Task item:
Please go over the material below and count each line with the string "green", giving only the total.

Data for processing:
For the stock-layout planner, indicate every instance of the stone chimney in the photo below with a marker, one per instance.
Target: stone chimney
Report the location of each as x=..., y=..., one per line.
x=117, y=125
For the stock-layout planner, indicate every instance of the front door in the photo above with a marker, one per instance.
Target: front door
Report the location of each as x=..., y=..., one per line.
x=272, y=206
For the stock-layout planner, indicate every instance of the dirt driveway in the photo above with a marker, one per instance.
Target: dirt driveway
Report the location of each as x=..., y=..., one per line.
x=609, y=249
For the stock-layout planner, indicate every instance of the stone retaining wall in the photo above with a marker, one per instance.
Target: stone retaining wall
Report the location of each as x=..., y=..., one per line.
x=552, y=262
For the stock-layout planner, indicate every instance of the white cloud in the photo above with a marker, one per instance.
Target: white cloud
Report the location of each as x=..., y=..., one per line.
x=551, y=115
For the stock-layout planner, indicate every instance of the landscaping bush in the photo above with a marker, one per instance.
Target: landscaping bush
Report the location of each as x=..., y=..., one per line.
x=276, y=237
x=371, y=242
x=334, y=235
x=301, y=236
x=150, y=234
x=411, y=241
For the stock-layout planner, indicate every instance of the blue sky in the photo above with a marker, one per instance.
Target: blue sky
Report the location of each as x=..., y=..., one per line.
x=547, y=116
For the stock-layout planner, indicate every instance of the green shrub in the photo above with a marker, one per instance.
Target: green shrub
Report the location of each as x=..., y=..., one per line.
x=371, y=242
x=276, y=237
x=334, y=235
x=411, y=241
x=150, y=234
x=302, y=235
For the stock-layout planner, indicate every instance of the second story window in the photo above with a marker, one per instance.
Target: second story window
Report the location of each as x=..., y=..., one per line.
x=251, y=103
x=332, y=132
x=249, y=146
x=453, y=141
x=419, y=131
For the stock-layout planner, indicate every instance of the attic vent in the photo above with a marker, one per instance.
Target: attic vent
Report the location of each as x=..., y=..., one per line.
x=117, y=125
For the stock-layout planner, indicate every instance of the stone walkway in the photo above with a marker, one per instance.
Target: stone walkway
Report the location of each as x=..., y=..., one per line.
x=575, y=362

Response:
2